* **Given problem**: Display every line in the items below that contains the string "Query".

[BEGIN Provided material]

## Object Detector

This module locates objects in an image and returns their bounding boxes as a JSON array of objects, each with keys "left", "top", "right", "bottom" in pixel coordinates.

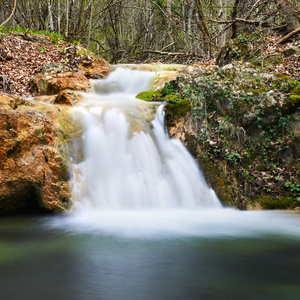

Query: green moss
[
  {"left": 260, "top": 195, "right": 296, "bottom": 209},
  {"left": 274, "top": 74, "right": 291, "bottom": 80},
  {"left": 136, "top": 90, "right": 161, "bottom": 101},
  {"left": 5, "top": 121, "right": 12, "bottom": 131},
  {"left": 248, "top": 86, "right": 270, "bottom": 96},
  {"left": 165, "top": 99, "right": 192, "bottom": 127},
  {"left": 290, "top": 95, "right": 300, "bottom": 104}
]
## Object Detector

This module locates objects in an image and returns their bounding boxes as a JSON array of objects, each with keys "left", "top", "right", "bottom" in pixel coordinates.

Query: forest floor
[
  {"left": 0, "top": 32, "right": 90, "bottom": 97},
  {"left": 0, "top": 32, "right": 300, "bottom": 97}
]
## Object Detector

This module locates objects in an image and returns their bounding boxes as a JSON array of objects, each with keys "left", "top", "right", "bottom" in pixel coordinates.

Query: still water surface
[{"left": 0, "top": 209, "right": 300, "bottom": 300}]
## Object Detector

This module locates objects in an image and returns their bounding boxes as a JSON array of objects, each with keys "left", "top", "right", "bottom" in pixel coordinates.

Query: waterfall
[{"left": 72, "top": 68, "right": 221, "bottom": 211}]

[END Provided material]

* **Answer**:
Query: green moss
Query: forest floor
Query: still water surface
Query: waterfall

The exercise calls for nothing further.